La version prononcée fait foi.

Allocution du ministre délégué aux Affaires intergouvernementales canadiennes et aux Affaires autochtones, monsieur Benoît Pelletier,à l’occasion de la clôture du Forum de la francophonie,

Introduction

Mesdames et Messieurs,

Permettez-moi d’abord de vous exprimer ma profonde satisfaction à la lumière des résultats, même préliminaires, de ce forum qui prend fin aujourd’hui. Depuis un an, j’ai eu l’occasion de rencontrer nombre d’entre vous partout au Canada et de présenter la vision de notre gouvernement quant aux relations que le Québec souhaite développer avec ses partenaires de la francophonie canadienne. C’est donc avec plaisir que je constate que ce forum nous a permis d’exprimer différents points de vue et de mieux percevoir le contexte linguistique dans lequel s’enracinent au Canada les différentes composantes de la francophonie des années 2000. Nous savons maintenant mieux en quoi et comment resserrer nos liens et cela, nous souhaitons le faire ensemble.

•••••

- [Exercice]
D'après l'allocution, depuis combien de temps le ministre rencontre-t-il des gens un peu partout au Canada ? Basez-vous uniquement sur l'allocution.

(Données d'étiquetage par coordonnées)
•••••

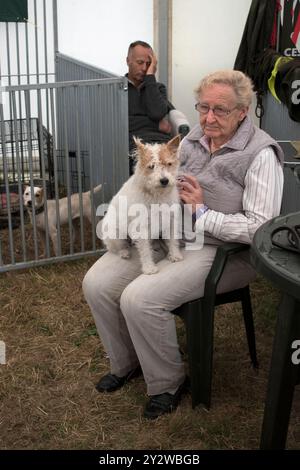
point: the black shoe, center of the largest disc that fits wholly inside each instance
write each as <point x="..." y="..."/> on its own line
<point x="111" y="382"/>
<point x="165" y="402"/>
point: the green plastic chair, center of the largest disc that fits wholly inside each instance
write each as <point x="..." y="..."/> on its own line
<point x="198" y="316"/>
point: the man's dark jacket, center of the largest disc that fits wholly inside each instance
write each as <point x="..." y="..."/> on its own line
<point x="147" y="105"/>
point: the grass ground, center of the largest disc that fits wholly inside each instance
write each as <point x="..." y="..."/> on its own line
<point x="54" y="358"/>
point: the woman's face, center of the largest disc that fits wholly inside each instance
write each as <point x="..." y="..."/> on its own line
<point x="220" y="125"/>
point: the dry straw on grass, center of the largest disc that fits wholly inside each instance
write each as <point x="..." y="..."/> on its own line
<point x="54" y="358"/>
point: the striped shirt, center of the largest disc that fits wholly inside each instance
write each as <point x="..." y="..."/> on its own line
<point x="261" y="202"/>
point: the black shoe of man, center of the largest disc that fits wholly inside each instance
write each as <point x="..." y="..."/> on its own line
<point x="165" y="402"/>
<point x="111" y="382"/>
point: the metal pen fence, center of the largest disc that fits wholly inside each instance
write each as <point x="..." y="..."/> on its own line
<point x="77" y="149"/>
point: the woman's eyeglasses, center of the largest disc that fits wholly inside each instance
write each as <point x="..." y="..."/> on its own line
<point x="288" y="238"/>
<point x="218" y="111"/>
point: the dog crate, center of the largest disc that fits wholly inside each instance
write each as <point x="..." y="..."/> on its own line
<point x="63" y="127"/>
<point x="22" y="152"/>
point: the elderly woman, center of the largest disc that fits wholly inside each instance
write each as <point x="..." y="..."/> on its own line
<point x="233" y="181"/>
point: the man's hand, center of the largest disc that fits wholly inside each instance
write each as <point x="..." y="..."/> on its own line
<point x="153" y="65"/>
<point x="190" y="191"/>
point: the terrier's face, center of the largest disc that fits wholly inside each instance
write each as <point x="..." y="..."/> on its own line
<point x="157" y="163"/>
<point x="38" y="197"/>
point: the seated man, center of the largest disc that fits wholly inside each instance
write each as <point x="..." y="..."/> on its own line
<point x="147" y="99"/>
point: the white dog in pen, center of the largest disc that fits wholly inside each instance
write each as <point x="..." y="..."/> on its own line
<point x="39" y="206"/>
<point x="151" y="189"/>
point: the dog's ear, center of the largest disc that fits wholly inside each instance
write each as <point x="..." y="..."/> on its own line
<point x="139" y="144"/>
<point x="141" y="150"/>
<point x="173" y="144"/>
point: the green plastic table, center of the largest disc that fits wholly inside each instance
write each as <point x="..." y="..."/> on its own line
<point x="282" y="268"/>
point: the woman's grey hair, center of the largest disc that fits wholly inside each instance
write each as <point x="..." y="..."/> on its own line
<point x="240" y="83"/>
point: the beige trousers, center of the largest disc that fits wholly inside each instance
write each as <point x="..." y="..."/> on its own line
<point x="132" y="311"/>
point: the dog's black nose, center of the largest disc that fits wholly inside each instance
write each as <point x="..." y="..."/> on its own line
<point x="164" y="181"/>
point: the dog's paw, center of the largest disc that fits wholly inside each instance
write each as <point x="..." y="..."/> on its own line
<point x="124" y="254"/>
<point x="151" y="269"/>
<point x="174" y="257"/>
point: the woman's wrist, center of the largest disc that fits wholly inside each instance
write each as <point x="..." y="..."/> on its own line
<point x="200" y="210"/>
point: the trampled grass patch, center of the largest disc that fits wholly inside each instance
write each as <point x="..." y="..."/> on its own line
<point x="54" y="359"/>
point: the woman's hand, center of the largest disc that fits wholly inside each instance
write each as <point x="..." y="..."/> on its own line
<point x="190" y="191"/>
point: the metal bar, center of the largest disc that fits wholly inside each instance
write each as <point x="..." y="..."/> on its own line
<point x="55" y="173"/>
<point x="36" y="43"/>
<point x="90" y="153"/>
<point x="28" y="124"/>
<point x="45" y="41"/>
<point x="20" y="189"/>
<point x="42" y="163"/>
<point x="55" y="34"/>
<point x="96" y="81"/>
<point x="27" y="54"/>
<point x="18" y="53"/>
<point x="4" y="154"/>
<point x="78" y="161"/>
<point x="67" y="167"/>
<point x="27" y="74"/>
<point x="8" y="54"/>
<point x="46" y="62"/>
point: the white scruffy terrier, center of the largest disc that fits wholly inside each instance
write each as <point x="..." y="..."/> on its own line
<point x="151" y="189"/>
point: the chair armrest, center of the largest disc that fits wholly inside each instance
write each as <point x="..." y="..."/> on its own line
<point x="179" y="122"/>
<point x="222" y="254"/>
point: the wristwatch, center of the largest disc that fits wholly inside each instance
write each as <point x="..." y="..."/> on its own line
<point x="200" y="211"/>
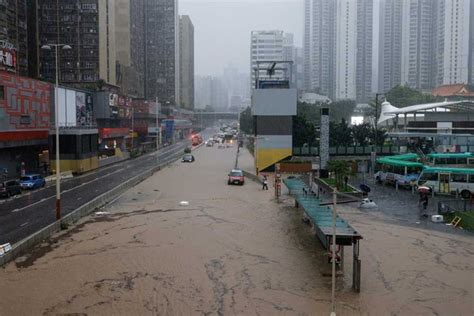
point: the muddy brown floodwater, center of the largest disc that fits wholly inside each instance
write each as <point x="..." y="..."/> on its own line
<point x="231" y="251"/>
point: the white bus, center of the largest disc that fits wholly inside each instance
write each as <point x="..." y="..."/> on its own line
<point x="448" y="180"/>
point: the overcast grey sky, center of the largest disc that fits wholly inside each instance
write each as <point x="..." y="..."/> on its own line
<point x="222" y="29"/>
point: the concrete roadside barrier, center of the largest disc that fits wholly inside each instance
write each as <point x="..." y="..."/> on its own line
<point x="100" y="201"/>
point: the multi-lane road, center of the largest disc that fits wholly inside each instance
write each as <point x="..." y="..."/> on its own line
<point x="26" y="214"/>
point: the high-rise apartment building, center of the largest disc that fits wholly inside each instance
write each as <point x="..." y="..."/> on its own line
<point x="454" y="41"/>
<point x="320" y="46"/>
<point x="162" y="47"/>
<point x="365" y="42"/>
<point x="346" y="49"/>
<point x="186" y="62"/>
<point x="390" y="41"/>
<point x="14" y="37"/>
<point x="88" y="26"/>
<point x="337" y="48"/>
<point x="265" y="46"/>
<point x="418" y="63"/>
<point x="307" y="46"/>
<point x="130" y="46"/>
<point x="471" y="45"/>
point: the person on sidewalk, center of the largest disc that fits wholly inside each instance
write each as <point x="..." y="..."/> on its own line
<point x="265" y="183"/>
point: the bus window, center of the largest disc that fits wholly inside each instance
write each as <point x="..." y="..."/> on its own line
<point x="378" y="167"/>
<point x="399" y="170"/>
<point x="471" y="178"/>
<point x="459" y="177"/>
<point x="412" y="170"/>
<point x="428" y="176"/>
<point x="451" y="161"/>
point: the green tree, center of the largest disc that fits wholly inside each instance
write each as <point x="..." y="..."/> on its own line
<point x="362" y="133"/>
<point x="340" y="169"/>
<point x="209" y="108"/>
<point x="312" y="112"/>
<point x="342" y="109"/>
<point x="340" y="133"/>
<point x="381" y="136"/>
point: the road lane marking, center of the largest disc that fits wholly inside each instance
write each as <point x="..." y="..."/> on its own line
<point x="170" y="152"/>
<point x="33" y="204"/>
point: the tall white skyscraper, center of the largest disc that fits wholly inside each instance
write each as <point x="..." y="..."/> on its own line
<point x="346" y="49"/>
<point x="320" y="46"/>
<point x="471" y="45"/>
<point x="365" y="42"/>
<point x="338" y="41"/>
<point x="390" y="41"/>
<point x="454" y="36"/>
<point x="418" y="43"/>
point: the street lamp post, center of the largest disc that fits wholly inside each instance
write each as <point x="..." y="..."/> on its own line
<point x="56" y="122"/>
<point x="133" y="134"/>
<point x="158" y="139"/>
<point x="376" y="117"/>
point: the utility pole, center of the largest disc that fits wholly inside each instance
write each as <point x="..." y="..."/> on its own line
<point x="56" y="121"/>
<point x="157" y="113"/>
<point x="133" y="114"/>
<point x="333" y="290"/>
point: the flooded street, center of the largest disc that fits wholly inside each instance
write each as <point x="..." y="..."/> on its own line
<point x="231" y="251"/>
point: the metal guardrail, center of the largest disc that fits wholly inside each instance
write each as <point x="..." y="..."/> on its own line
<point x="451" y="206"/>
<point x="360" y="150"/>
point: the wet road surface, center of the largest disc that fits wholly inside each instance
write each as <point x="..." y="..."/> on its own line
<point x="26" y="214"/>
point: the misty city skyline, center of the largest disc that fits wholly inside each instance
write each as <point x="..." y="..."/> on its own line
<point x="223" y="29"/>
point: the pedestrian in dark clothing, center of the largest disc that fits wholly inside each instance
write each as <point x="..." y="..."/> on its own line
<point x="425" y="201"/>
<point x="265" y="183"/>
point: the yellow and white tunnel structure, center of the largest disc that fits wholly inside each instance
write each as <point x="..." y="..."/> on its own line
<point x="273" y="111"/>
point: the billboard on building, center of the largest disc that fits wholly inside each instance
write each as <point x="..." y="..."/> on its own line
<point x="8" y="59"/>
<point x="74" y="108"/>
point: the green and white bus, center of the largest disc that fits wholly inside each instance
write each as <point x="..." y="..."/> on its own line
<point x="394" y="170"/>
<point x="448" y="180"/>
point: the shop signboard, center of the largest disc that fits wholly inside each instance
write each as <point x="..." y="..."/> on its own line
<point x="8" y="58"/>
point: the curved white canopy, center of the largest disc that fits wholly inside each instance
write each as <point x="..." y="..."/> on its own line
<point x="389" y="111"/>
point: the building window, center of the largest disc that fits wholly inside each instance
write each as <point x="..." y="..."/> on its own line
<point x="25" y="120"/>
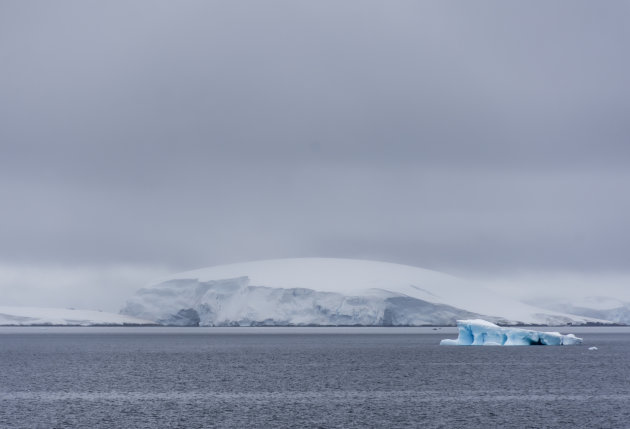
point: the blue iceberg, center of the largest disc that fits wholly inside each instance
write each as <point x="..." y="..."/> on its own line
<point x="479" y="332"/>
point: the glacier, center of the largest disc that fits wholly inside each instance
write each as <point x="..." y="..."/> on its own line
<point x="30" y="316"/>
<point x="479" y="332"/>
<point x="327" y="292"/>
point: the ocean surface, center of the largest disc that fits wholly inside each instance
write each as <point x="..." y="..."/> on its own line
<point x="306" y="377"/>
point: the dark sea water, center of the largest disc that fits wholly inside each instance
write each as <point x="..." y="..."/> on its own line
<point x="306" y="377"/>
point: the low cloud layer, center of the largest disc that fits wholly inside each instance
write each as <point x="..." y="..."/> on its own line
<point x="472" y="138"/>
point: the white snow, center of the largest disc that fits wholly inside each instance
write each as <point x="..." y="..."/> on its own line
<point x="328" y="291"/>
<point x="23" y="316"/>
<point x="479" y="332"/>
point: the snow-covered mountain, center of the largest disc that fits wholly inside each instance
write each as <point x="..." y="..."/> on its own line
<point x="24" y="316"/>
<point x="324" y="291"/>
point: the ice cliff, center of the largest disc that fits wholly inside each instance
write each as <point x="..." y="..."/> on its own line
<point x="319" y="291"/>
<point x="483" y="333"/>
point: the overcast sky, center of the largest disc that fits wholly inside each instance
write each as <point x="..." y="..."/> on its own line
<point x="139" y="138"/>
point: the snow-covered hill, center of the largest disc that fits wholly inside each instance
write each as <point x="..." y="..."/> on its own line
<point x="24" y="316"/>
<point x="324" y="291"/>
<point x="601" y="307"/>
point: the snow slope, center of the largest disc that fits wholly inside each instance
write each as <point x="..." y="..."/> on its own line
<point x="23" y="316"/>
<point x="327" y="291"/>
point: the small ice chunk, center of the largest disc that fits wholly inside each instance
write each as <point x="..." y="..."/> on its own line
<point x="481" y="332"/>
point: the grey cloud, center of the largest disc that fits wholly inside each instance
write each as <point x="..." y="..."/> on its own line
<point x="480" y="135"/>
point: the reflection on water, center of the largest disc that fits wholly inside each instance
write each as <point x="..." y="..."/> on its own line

•••••

- [La réponse]
Depuis un an.